> **Task directions**: Pull together every line in the records below that contains the word "white". Uppercase and lowercase count as different.

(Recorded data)
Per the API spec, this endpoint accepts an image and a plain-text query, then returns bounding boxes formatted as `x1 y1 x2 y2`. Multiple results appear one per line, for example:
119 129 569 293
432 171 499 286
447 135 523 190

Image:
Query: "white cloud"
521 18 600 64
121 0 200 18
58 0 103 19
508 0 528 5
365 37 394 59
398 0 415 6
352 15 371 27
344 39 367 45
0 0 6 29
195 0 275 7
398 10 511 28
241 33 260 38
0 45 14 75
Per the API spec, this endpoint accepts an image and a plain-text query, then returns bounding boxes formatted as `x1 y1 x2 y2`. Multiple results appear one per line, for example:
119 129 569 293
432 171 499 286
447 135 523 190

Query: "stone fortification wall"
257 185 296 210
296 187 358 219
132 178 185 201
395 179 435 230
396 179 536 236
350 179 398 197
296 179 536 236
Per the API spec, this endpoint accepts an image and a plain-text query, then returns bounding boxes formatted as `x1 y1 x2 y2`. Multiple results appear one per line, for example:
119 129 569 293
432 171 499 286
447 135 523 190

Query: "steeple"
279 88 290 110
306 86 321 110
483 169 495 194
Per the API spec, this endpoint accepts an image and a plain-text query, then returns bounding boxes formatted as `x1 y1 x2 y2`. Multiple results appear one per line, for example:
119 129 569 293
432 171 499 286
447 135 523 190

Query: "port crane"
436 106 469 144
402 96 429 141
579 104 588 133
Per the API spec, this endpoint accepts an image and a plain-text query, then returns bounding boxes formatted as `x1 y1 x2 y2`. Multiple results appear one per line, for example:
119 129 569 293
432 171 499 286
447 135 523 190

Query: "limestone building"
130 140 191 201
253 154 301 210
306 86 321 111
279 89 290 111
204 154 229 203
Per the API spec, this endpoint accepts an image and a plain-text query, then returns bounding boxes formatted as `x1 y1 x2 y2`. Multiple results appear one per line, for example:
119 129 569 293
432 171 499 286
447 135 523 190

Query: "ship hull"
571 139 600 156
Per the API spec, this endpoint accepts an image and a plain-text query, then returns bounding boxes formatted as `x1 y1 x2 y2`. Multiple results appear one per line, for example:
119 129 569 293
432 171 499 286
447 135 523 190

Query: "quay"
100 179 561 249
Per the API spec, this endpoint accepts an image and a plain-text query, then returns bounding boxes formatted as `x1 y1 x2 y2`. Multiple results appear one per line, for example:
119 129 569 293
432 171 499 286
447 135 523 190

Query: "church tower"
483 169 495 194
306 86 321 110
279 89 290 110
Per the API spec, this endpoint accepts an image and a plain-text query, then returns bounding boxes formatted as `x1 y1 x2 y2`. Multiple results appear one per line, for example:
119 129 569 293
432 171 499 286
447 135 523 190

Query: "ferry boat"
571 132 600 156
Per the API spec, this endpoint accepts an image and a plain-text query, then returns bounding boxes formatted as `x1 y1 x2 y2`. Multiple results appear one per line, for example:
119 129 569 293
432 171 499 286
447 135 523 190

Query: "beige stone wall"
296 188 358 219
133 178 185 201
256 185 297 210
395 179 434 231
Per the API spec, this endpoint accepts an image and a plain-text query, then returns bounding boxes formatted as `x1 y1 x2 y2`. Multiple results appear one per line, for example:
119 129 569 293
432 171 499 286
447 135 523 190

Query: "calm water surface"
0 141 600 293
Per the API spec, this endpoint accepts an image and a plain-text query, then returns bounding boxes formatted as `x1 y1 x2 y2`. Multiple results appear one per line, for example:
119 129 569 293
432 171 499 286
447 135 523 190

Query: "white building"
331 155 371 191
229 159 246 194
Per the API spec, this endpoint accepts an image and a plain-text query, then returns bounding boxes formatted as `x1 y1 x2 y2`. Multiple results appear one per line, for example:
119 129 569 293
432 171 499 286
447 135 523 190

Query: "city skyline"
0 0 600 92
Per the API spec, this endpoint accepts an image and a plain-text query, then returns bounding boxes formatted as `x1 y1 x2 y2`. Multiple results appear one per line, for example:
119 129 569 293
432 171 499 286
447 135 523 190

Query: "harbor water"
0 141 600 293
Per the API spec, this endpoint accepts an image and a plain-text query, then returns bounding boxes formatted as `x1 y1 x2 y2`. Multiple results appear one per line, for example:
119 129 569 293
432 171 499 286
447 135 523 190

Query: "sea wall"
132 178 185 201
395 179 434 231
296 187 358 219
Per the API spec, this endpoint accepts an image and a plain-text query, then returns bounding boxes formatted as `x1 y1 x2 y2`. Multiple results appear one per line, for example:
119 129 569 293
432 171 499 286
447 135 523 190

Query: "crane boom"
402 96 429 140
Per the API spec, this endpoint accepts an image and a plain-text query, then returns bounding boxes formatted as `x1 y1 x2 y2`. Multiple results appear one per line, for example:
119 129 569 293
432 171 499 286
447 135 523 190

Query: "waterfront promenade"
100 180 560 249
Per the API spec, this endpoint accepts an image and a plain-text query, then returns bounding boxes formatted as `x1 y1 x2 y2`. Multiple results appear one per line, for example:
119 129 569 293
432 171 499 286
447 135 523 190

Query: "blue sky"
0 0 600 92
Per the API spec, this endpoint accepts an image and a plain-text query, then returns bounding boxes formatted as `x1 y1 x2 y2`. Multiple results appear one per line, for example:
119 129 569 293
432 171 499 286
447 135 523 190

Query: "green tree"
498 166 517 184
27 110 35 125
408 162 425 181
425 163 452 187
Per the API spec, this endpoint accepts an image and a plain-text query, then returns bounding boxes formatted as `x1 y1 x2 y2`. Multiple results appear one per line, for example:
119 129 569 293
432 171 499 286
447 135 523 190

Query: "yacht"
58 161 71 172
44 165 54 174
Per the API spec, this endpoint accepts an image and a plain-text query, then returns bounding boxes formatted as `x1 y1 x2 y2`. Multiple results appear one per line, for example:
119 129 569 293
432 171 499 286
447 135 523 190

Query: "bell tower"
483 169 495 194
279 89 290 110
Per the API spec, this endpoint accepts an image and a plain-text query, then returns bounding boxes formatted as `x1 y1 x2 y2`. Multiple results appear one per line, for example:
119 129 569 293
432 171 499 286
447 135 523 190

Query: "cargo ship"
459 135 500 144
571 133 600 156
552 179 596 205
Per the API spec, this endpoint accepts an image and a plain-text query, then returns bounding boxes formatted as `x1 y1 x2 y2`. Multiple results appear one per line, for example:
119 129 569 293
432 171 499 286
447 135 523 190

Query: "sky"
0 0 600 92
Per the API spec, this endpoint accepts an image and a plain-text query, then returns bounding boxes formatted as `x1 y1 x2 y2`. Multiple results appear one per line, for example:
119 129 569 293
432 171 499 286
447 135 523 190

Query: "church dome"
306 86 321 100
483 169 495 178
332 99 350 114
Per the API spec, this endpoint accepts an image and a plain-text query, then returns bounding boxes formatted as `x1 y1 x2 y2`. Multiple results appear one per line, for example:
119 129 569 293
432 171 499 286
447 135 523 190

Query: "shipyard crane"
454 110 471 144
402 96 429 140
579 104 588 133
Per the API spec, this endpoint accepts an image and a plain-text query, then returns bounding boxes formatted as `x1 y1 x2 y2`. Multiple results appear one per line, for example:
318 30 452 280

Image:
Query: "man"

--

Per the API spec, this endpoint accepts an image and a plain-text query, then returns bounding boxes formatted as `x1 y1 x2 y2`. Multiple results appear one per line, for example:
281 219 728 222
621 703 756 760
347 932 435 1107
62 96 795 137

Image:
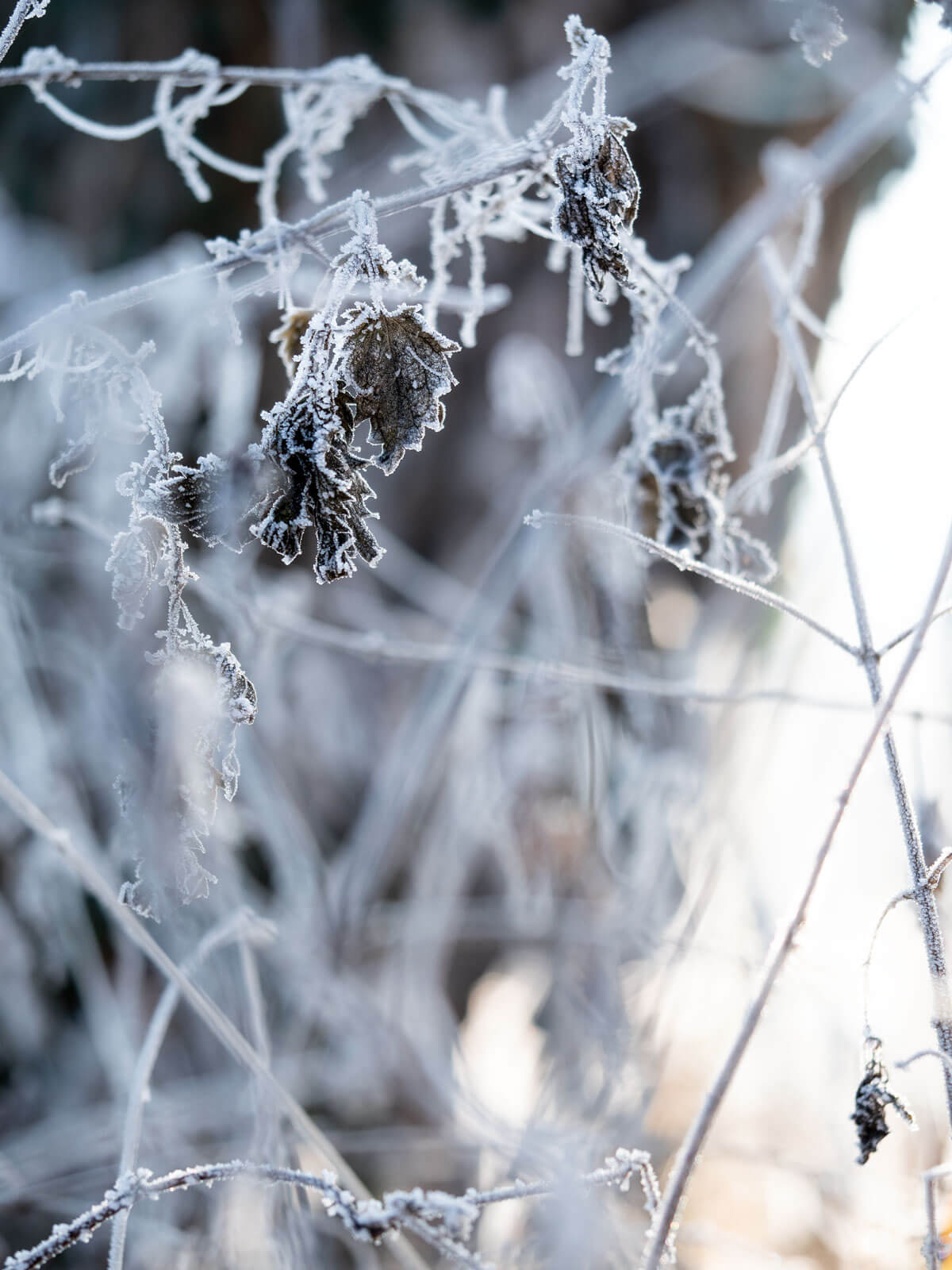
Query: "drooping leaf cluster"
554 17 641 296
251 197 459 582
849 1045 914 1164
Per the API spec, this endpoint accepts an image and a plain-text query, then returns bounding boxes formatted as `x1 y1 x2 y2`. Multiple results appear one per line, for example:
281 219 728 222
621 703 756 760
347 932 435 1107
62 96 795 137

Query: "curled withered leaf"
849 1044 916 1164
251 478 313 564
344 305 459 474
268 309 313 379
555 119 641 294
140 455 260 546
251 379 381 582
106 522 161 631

> **Finished answer**:
Query: "white cloud"
Query: "white building"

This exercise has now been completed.